Metin parçası
################

Ama terbiyesizliğinin görüntüleri sosyal medyada yayımlanınca aşağılayayım derken yerin dibine gömüldü.
Kendi ifadesine göre işitmediği küfür ve hakaret kalmamış.
Çok da iyi olmuş.
Haddini bilmeyenlere böyle hadleri bildirilir..
Bu terbiyesiz kadın “sabah uyandığımda İnstagram hesabımdan çok çirkin yorum ve bildirimler gördüm. Bu beni çok üzdü. Haklı olduğumu savunmuyorum. Ama şu anda Muğla’daki evimden dışarı çıkamıyorum. Telefonum susmuyor” diye açıklama yapmak zorunda kalmış.
Ne bekliyordu?..
“Aferin ne güzel hakaret ettin” diyerek millet kapısında tebrik kuyruğuna mı girecekti..
Çirkin yorum görmek istemeyen çirkin yorum yapmayacaktı.
Aşağılarsan aşağılanırsın.
Üstelik bu terbiyesiz bayan bir süre bir halkla ilişkiler şirketinde çalışmış.
Bu kafadaki bir insanın “halkla ilişkiler” görevlisi olduğu şirketin vay haline.
Belki farkındasınızdır.
Özellikle son günlerde böyle dengesiz ve kişilik bozukluğu yaşayan entel görüntülü sefil tipler kendilerinden görmedikleri insanları aşağılayarak hakaret ettikleri yetmezmiş gibi utanmadan bunu sosyal medyada yayınlıyorlar.
Bir uçak yolculuğu öncesi bekleme salonunda otururken, kendilerince küçük gördükleri kalabalık bir ailenin uçakla seyahatlerinden rahatsız olan -beyaz Türklerin- varlığına tanık olmuştum.
Sanki uçağa binmek birilerinin tekelinde.
Uçaklar da babalarının tapulu malları.
Uzun lafın kısası bu kez ava giden avlandı.
Terbiyesiz kadın söylediğine göre sokağa çıkamıyormuş.
Bir musibet bin nasihatten iyidir.
Bu ülkede yaşayan her vatandaş aynı haklara sahiptir.
Kimsenin kimseye üstünlüğü yoktur.
Ya herkes birbirinin hukukuna saygı duyarak insanca yaşar.
Ya da yaptığı terbiyesizliğin bedelini hem yargıda hem de kamu vicdanında öder.

################

Ham kayıtlar
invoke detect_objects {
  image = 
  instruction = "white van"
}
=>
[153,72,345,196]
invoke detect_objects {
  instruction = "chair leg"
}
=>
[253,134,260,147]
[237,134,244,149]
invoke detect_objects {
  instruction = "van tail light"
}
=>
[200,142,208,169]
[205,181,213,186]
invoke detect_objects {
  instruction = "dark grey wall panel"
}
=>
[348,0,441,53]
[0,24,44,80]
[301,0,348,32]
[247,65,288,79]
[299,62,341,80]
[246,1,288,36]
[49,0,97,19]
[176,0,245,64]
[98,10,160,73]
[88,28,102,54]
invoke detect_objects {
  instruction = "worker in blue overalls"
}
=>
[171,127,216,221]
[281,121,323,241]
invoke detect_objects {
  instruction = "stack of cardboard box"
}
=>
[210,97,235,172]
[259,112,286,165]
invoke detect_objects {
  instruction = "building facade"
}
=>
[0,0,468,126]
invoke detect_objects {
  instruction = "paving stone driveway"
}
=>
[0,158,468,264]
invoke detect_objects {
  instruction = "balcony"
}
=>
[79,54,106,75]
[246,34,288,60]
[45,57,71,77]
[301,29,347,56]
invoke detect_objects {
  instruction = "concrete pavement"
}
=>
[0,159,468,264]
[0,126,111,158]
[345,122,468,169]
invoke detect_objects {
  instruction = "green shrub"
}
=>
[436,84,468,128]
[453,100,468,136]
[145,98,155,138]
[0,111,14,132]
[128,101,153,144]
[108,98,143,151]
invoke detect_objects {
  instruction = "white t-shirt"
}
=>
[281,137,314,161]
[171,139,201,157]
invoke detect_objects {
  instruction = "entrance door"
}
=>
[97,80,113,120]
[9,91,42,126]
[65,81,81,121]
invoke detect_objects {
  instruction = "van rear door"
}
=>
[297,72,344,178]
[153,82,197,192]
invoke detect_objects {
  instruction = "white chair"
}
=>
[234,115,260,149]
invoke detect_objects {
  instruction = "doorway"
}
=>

################

Görev
Sosyal medyaya düşen hakaret olayını konu alan yazıyı, son cümlesinden sonra kaldığı yerden devam ettirin.

Görevin yanıtı
Kibir ve nefret, damarlarına işlediği için pek umudum yok ama belki bu sayede hadlerini bilir ve başkalarını ötekileştirmeye kalkışmazlar.
Akıllarını başlarına almaz da terbiyesizliğe devam ederlerse o zaman sokağa çıkamamaktan şikayet etmeye hakları olmaz.
Yani men dakka dukka..
XXX
Başarılı bir şekilde yürütülen kamuoyu oluşturma sürecinin ardından; “Çok hasta, ölüm riski var” denilerek adli kontrol kaydıyla serbest bırakılan bir siyasetçi, belediye başkanı adayı olarak 3 ay boyunca seçim çalışması yürüttü.
Aday olduğu ili karış karış gezdi.
Gece gündüz demeden partisinin lehine ev ev, sokak sokak dolaşarak seçim propagandası yaptı. Şehir merkezinde, ilçelerde, beldelerde ve köylerde mitinglere katıldı ve 31 Mart’ta Belediye Başkanı seçildi.
Böylece hapiste yatamayacak kadar ‘hasta ve ölüm riski” taşısa da Başkanlık yapacak kadar ‘sağlıklı’ olduğu anlaşıldı.
Ha.. bu arada o kadar sağlıklı idi ki yoğun yaz sıcağına rağmen bir başka siyasi partinin yürüyüşüne bile katılmayı ihmal etmedi.
Hastalığına yönelik eleştirilere karşı, “Kendimi genç hissediyorum” cevabını veren bu siyasetçinin mazbatasını almak için gittiği Adliyenin merdivenlerini koşar adımlarla çıkması dikkat çekmişti.
Hakkında ‘silahlı terör örgütüne üye olmak’, ‘silahlı terör örgütü propagandası yapmak’ suçlarından yedi yıldan 18 yıla kadar hapis cezası talebiyle dava açılmıştı.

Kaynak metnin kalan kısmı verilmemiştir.